_OBJECTIVES_
1. In the essay on dependencies, what comparison describes trying to remove or modify a supposed dependency by pointing at the sky?
2. Please carry on the essay on dependencies from its final heading onward.

_QUOTED PASSAGE_
☆ ☆ ☆
The Zen of Dependencies

It seems that dependency is an intuitive, simple concept.

After all, we just need to look closely at the code, make sure that thing A depends on thing B, and decide that we can change A without breaking B.

And then we proceed with the changes, roll out a new version, and realize by the number of errors that we miscalculated somewhere.

miscalculated

We might try to rid our codebase of a “specific” dependency, attempt to design it so that it “depends on interfaces, not implementations,” or pursue SOLID through dependency inversion.

Dependencies are far from simple and intuitive. And even less trivial is the task of getting rid of dependencies.

We simply cannot point at the sky and remove/modify the part we considered a dependency, such an approach is like a blind man walking barefoot through a room littered with blades. Well, it’s possible to get through unscathed.


How to objectively define dependency?

We can use this term in completely different contexts - from package management to tuning and issues with the performance and usability of a specific service.

We need a formal, strict definition of dependency in the context of our industry; a simple “Well, thing A depends on thing B, it’s obvious” is not enough at all.

Today, I invite you on a journey to search for this formal definition.

What’s Your Name?
☆ ☆ ☆
_EXTRACTED ENTRIES_
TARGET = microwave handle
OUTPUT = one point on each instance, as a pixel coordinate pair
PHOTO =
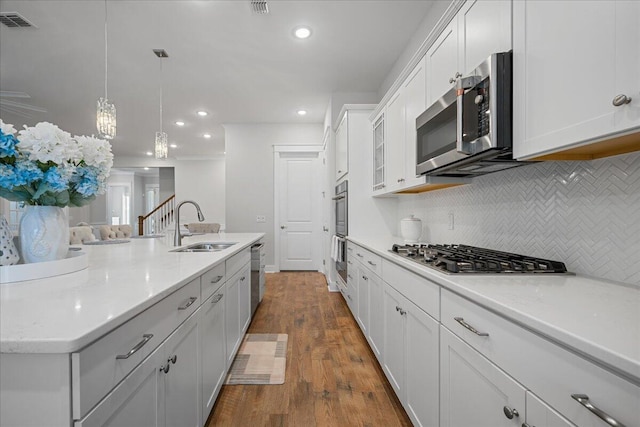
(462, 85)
☆ ☆ ☆
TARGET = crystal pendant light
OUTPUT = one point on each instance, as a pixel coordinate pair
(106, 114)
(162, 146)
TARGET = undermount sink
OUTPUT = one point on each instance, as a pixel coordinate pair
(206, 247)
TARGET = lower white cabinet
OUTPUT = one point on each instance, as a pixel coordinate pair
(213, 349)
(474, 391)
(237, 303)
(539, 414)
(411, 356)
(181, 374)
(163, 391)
☆ ☆ ☆
_RESULTS_
1. It is like a blind man walking barefoot through a room littered with blades.

2.
Dependency is one of those concepts we all think we know well and understand what it means.

In many classic printed works on software engineering, this word is used dozens or even hundreds of times, while rarely these works provide a definition of dependency.

Thus, it’s easy to discourse about dependencies and the restrictions they impose. But the ambiguity in defining the term “dependency” leads us to uncertainty in real work, to uncertainty in making important architectural decisions.

Take a typical statement:

“My web project includes Redux as a dependency, but it does not depend on it if state management is not used, and in fact, it does not depend on it because my project does not rely on a specific way of managing state.”

Well, if you think about it, in this sentence the word “dependency” means different things each time:

Are Dependencies Really That Complex?

Let’s imagine we’re working on creating a some cloud service for data storage, and decide to integrate Amazon S3 as one of the storage solutions.

Aiming to avoid being tied to a single cloud provider, we develop an abstract interface for file operations, allowing easy switching between different cloud storages.

Question: Does this service depend on Amazon S3?


thinking

One software engineering guru might suggest the following solution - minimize dependency by using the “Adapter” or “Gateway” design pattern, which would allow our service to interact with Amazon S3 through a common interface.

Another guru might point out that having an abstract layer still creates a dependency in your project, as the choice of cloud storage still affects the overall architecture of the system.

Such contradictions raise questions about the nature of dependencies in programming and how we interpret them.

Even with an abstract layer that theoretically “eliminates” the dependency on a specific technology, in practice, the project can still remain dependent on this technology at the design level.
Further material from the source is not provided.